- [INFORMATION PROVIDED]:
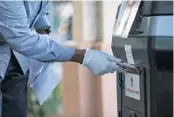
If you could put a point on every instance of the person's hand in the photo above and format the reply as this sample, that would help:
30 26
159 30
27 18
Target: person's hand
100 63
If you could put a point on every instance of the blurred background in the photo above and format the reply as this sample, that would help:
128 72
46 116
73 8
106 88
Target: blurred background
80 24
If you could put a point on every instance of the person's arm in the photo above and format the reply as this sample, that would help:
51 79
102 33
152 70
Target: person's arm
43 25
14 27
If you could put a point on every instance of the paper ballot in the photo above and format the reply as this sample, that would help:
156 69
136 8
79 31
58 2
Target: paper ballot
43 79
126 17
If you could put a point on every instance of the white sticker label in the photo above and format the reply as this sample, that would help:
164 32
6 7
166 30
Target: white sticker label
129 56
132 86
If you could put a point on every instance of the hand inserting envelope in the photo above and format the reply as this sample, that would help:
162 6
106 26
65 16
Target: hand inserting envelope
43 79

- [WHAT THIS TASK INVOLVES]: Copy out every line of the records above word for word, leaving out the pictures.

- [SOLVED PROBLEM]:
If you could put a point on every instance of the person's hand in the photo above and format the reply as this sample, that would help:
30 26
159 30
27 18
Target: person's hand
100 63
If you could put a point on every instance of the blurred background in the photo above and format the reply as this sample, that would help:
128 72
46 116
73 8
106 88
Target: blurred background
80 24
If you could put a point on every instance of the person's arm in the photo above and format the reply as this sample, that would help:
51 79
102 33
152 70
Target: person's arm
43 25
14 27
If you could put a point on every instance of the paper ballot in the photo above and format the reply as this sample, that would help:
156 69
136 8
79 31
58 2
Target: paper ballot
43 79
126 17
If you could put a point on every instance of the white sticker label in the photo above and format the reply as this sample, that would help:
164 32
6 7
166 30
Target: white sticker label
129 56
132 86
If you could put a point on every instance of the hand inserting envelope in the photo above and format the reply as this sample, that would help:
162 6
106 26
65 16
Target: hand inserting envelope
43 79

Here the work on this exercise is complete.